Dataset entries
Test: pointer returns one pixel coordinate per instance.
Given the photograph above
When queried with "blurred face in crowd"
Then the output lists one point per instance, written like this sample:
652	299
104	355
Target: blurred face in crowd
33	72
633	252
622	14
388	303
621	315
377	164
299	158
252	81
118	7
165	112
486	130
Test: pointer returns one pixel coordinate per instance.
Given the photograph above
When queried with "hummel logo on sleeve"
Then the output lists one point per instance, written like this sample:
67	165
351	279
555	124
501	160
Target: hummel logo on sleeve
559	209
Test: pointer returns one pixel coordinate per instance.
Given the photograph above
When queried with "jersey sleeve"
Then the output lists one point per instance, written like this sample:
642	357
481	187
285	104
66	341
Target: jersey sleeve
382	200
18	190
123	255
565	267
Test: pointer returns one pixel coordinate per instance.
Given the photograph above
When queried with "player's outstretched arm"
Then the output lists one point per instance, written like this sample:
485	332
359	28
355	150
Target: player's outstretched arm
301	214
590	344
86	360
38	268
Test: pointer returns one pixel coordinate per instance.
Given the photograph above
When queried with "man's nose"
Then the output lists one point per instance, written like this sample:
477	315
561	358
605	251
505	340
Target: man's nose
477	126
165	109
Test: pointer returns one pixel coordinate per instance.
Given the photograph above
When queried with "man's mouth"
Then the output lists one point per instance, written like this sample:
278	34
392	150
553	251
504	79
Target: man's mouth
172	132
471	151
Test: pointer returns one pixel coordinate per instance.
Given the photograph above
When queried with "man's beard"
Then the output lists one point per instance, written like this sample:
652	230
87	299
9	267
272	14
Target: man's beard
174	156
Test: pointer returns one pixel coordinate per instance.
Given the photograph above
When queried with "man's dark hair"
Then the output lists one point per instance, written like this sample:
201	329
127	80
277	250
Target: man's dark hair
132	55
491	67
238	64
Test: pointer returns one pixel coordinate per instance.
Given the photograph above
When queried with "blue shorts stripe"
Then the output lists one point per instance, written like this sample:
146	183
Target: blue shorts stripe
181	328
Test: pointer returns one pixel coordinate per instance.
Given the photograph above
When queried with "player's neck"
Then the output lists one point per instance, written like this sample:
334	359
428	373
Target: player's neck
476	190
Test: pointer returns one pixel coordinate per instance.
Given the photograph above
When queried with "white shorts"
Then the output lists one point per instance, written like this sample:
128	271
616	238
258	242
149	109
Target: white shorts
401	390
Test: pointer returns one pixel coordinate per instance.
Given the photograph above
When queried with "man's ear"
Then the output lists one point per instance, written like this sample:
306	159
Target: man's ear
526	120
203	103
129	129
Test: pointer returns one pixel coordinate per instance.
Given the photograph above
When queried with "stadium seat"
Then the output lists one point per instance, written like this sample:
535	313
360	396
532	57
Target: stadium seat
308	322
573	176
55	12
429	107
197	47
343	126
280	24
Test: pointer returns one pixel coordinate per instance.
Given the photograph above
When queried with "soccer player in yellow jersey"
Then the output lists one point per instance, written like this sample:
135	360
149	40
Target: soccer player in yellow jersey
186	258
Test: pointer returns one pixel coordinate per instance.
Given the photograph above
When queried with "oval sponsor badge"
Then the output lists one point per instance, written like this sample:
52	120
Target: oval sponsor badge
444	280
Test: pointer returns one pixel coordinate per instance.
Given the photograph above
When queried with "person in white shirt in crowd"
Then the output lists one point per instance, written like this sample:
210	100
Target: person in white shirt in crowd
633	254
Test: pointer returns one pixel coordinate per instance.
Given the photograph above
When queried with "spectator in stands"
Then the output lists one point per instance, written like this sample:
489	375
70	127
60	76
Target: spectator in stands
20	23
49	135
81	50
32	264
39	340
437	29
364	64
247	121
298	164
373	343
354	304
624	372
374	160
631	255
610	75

• _Problem requirements_
This exercise requires an exact copy of all the records.

• _Solved problem_
Test: pointer returns one pixel coordinate per instance.
Given the photograph above
When queried with "blurred face in crowd"
Then the output lists one point per instance, written like this sample:
652	299
104	355
Target: blurred face in crowd
33	72
633	252
622	14
388	303
621	315
377	164
299	158
252	81
118	7
165	112
486	130
Test: pointer returns one pixel coordinate per instance.
Given the photograph above
When queried with "hummel logo on sleeve"
Then the output lists one point per instance, written like this sample:
67	165
351	279
555	124
501	160
Target: hummel logo on sleeve
559	209
Test: pointer returns one pixel coordinate per instance.
Given the photograph above
When queried with "jersey sleeve"
Then the output lists one point per instance, written like this sample:
642	357
481	187
285	104
66	341
Target: jersey sleeve
382	200
18	190
123	255
565	267
Test: pointer returns one pixel coordinate per instance.
Given the photograph above
When queried with "player's outstretched arm"
Then the output lists one point per instance, written like this sample:
485	332
359	28
355	150
Target: player's outstretched arm
301	214
590	344
86	360
38	268
Test: pointer returns one pixel coordinate per instance.
Given the photograph above
When queried with "man's nose"
Then the output lists one point per instance, written like this sample:
477	315
561	358
605	251
505	340
Target: man's nose
477	126
165	109
Test: pointer returns one pixel coordinate per instance.
Given the photograph above
When queried with "man's mouth"
Then the output lists one point per instance, written like this sample:
278	34
392	150
553	251
504	79
Target: man's mouth
172	132
471	151
Test: pointer returns one pixel coordinate per instance.
Given the photograph above
When queried with "man's beard"
Then the output lists one point per instance, written like this sample:
652	230
87	299
9	267
272	14
Target: man's beard
174	156
Test: pointer returns one pixel coordinate per instance.
Given the photograph above
When queried with "man's dark hair"
Then the output lists one point per instance, written like this sample:
201	329
127	80
277	250
Target: man's dark hair
132	55
491	67
238	64
Test: pointer returns one pixel coordinate per instance.
Given the photograph above
When queried with "blue shorts stripe"
Then the output lists one point per instance, written like this sample:
146	183
Target: blue shorts stripe
181	328
Test: pointer returns one pixel coordinate per instance.
Given the photograph above
When queried with "player's neck"
Then the output lists one point per instance, written like this sample:
334	359
428	373
Target: player's neck
476	190
Test: pointer returns one pixel coordinate per instance.
Given the photograph above
When queried with "white shorts"
Then the output lists one point per instance, written like this sample:
128	271
616	238
258	242
149	109
Target: white shorts
401	390
Test: pointer returns one pixel coordinate per instance.
Given the photograph above
When queried with "man's ear"
Then the output lists one point per instance, written like this sample:
306	159
Target: man's ear
526	120
203	103
129	129
Test: pointer returns one pixel coordinate per instance.
Given the photograph above
When queried with "stadium seat"
Then the output lists one point per instance, written like this sample:
535	313
360	396
532	57
Target: stadium seat
308	322
573	176
55	12
429	107
197	47
343	126
280	24
Test: pointer returns one pixel coordinate per instance.
Given the photograph above
When queried with "soccer player in yellow jersey"
Then the output lists one point per instance, written like this sample:
135	360
149	40
Target: soccer player in yellow jersey
186	258
Test: pointer returns one pixel coordinate per instance.
Given the photograph above
When queried with "oval sponsor badge"
Then the output lists one point per instance, written like this sample:
52	120
Target: oval sponsor badge
444	280
Test: pointer returns one pixel coordinate per instance.
Given the photograph above
When queried with "person in white shirt in crowd"
Then the output lists one point per instance, written like this sample:
210	100
Target: person in white shirt in crowd
633	254
Test: pointer returns one pixel coordinate per instance.
Given the photograph above
When queried with "spectator in stands"
Then the output lists one point per instance, written like this sample:
489	375
70	127
60	76
Target: spectator in stands
20	23
49	135
81	50
32	264
39	340
437	29
364	64
247	121
298	164
373	343
354	304
624	372
374	160
631	255
610	75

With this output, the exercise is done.